(Dataset items)
┄┄┄┄┄┄

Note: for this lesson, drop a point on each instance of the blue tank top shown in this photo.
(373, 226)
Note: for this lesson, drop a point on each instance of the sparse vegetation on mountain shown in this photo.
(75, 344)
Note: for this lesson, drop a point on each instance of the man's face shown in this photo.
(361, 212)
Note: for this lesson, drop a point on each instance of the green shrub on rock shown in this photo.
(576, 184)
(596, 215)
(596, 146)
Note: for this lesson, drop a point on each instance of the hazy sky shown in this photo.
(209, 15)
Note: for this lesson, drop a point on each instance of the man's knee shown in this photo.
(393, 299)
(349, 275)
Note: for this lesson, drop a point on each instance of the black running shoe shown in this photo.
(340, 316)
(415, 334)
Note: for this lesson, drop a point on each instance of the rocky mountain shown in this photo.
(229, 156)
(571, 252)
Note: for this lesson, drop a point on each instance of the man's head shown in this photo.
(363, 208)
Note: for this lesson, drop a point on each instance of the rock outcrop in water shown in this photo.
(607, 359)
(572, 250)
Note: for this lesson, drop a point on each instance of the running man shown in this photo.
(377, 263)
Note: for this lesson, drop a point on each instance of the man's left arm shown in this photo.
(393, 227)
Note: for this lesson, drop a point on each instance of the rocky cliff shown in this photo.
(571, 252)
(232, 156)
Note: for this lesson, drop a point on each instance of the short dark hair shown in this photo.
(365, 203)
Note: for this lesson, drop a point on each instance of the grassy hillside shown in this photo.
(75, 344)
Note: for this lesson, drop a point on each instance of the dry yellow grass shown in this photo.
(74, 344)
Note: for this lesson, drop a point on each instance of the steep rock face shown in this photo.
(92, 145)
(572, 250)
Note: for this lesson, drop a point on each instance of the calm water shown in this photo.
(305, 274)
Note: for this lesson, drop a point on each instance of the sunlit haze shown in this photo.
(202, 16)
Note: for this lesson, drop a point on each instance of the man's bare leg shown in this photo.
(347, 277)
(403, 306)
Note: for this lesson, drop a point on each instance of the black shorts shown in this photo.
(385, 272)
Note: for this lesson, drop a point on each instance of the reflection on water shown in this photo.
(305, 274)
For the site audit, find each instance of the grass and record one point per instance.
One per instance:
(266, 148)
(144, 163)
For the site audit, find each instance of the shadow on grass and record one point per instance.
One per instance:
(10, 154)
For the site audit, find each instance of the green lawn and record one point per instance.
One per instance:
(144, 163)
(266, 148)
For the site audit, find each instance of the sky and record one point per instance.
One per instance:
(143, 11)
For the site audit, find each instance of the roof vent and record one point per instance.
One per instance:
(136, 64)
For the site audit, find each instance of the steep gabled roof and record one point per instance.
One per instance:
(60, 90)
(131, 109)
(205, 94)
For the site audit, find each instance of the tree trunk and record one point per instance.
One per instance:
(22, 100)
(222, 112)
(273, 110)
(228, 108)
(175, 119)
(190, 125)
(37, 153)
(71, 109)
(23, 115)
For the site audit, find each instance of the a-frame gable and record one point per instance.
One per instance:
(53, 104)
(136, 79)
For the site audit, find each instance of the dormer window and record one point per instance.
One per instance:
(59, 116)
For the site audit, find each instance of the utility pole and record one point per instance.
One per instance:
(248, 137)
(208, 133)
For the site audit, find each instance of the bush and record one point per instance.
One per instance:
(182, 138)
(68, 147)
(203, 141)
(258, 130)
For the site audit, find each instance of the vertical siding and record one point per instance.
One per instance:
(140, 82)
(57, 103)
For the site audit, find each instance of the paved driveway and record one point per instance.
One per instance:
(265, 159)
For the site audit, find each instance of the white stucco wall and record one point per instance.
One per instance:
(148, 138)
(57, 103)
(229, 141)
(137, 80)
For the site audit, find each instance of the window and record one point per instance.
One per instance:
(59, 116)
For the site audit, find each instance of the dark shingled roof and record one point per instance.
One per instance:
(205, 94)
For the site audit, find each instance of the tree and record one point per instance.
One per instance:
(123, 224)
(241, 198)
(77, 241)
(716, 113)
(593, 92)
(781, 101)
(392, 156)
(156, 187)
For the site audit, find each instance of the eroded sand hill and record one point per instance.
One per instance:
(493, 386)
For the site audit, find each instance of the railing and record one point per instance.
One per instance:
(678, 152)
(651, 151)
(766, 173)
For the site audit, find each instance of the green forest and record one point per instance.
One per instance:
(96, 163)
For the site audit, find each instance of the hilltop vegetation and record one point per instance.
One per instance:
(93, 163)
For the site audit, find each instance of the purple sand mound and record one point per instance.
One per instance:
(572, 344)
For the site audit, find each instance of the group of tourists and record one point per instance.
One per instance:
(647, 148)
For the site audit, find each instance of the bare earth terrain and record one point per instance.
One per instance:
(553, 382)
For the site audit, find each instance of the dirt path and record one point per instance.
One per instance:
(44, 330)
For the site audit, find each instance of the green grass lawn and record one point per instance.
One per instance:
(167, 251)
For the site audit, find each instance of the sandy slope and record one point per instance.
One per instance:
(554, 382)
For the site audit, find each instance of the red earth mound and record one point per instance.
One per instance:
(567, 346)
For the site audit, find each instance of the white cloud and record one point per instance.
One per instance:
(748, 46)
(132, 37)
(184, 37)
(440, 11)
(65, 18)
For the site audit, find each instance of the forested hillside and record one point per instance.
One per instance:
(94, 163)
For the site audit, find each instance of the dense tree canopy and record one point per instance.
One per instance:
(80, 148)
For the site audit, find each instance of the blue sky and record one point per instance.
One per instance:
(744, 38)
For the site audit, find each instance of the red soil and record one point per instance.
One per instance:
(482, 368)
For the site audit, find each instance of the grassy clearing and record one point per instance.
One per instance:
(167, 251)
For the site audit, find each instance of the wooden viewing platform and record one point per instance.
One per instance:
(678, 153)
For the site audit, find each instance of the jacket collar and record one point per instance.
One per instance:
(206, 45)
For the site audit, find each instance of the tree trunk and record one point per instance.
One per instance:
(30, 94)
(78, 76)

┄┄┄┄┄┄

__Instructions for the task__:
After reading the data, retype all of it exactly as it reads.

__Completed exercise__:
Note: for this lesson, drop a point on each instance of the blue tank top shown in this photo.
(373, 226)
Note: for this lesson, drop a point on each instance of the sparse vegetation on mountain shown in this photo.
(75, 344)
Note: for this lesson, drop a point on each instance of the man's face shown in this photo.
(361, 212)
Note: for this lesson, drop a point on each instance of the green shrub on rock shown in this photo.
(576, 184)
(596, 215)
(596, 146)
Note: for this lesson, drop a point on each instance of the hazy sky shown in this photo.
(209, 15)
Note: for this lesson, drop a point on each instance of the man's knee shown in this photo.
(393, 299)
(349, 275)
Note: for this lesson, drop a point on each instance of the black running shoe shown in this photo.
(340, 316)
(415, 334)
Note: for this lesson, drop a point on each instance of the rocky mountain shown in this photo.
(229, 156)
(571, 252)
Note: for this lesson, drop a point on each instance of the man's head shown in this photo.
(363, 208)
Note: for this lesson, drop a point on each instance of the rock outcrop in water shown in this photo.
(607, 359)
(572, 250)
Note: for this lesson, drop a point on each instance of the running man shown in this photo.
(377, 263)
Note: for this lesson, drop a point on each instance of the man's left arm shown in this photo.
(393, 227)
Note: for this lesson, drop a point on each instance of the rocky cliff shown in this photo.
(571, 252)
(232, 156)
Note: for this lesson, drop a point on each instance of the short dark hair shown in this photo.
(365, 203)
Note: for this lesson, drop a point on each instance of the grassy hillside shown in this photo.
(75, 344)
Note: for this lesson, drop a point on each instance of the dry yellow grass shown in this photo.
(74, 344)
Note: for this lesson, drop a point on each instance of the steep rock face shown in this photo.
(92, 145)
(572, 250)
Note: for this lesson, drop a point on each instance of the calm water shown in this photo.
(305, 274)
Note: for this lesson, drop a point on each instance of the sunlit haze shown in this photo.
(202, 16)
Note: for this lesson, drop a point on each instance of the man's bare leg shown in this photo.
(347, 277)
(403, 306)
Note: for this lesson, drop a point on each instance of the black shorts shown in this photo.
(385, 272)
Note: for this lesson, drop a point on each instance of the reflection on water shown in this photo.
(305, 274)
For the site audit, find each instance of the grass and record one point per instance.
One per instance:
(266, 148)
(144, 163)
For the site audit, find each instance of the shadow on grass and record one point per instance.
One per instance:
(10, 154)
For the site audit, find each instance of the green lawn and record one point per instance.
One per instance:
(144, 163)
(266, 148)
For the site audit, find each instance of the sky and record one point per instance.
One per instance:
(143, 11)
For the site audit, find each instance of the roof vent and record one point per instance.
One per instance:
(136, 64)
For the site audit, find each instance of the steep gabled roof and record one point per instance.
One per instance:
(60, 90)
(131, 109)
(205, 94)
For the site audit, find each instance of the tree trunk and record one point per instance.
One per instance:
(22, 100)
(222, 112)
(273, 110)
(228, 108)
(175, 119)
(190, 125)
(37, 153)
(71, 109)
(23, 115)
For the site audit, find each instance of the a-frame gable and record one point per instance.
One per instance:
(53, 104)
(136, 79)
For the site audit, find each instance of the dormer window and record one point per instance.
One per instance:
(59, 116)
For the site audit, find each instance of the utility pole and record one point per instance.
One per instance:
(248, 137)
(208, 133)
For the site audit, find each instance of the bush and record one point per instance.
One per instance:
(182, 138)
(68, 147)
(203, 141)
(258, 130)
For the site audit, find each instance of the vertical siding and record one point per instance.
One per instance:
(140, 82)
(57, 103)
For the site audit, find each instance of the paved driveway and record one point per instance.
One per instance:
(265, 159)
For the site audit, find each instance of the white stucco wall and record one point per instance.
One per instance:
(148, 138)
(57, 103)
(229, 141)
(137, 80)
For the site audit, find each instance of the window and record one point per instance.
One per instance:
(59, 116)
For the site audit, find each instance of the dark shingled roof and record one point per instance.
One per instance:
(205, 94)
For the site audit, find each instance of the tree and record one point per instance.
One per instance:
(123, 224)
(241, 198)
(77, 241)
(716, 113)
(593, 92)
(781, 101)
(392, 156)
(156, 187)
For the site audit, find each instance of the eroded sand hill and record one point per instance.
One per instance:
(493, 386)
For the site audit, find each instance of the railing and record one point per instance.
One per instance:
(678, 152)
(651, 151)
(766, 173)
For the site audit, find each instance of the green forest and record one point per instance.
One per instance:
(96, 163)
For the site audit, find each instance of the hilltop vegetation and record one point per instance.
One per instance:
(93, 163)
For the site audit, find each instance of the purple sand mound and record one point per instance.
One per instance:
(572, 344)
For the site audit, find each instance of the group of tourists and record one point per instance.
One per instance:
(647, 148)
For the site audit, find each instance of the bare earth terrain and record one point per instance.
One per instance:
(553, 382)
For the site audit, find each instance of the dirt path and record one point per instance.
One per instance:
(44, 330)
For the site audit, find each instance of the green grass lawn and record one point per instance.
One per instance:
(167, 251)
For the site audit, find each instance of the sandy slope and record one point per instance.
One per instance:
(554, 382)
For the site audit, find each instance of the red earth mound and record one point per instance.
One per instance:
(567, 346)
For the site audit, find each instance of the white cloud and record one point per instance.
One per instance:
(748, 46)
(132, 37)
(184, 37)
(440, 11)
(65, 18)
For the site audit, find each instance of the forested hillside and record one point per instance.
One per instance:
(94, 163)
For the site audit, find each instance of the dense tree canopy and record one point per instance.
One per instance:
(80, 148)
For the site audit, find each instance of the blue sky and record one point per instance.
One per instance:
(744, 38)
For the site audit, find each instance of the red soil and record one point per instance.
One per instance:
(482, 368)
For the site audit, find each instance of the grassy clearing and record one point per instance.
One per instance:
(167, 251)
For the site audit, find each instance of the wooden viewing platform and record one point per instance.
One per instance:
(678, 153)
For the site audit, find each instance of the jacket collar and record one point per instance.
One per instance:
(206, 45)
For the site audit, find each instance of the tree trunk and record one point per instance.
One per instance:
(30, 94)
(78, 76)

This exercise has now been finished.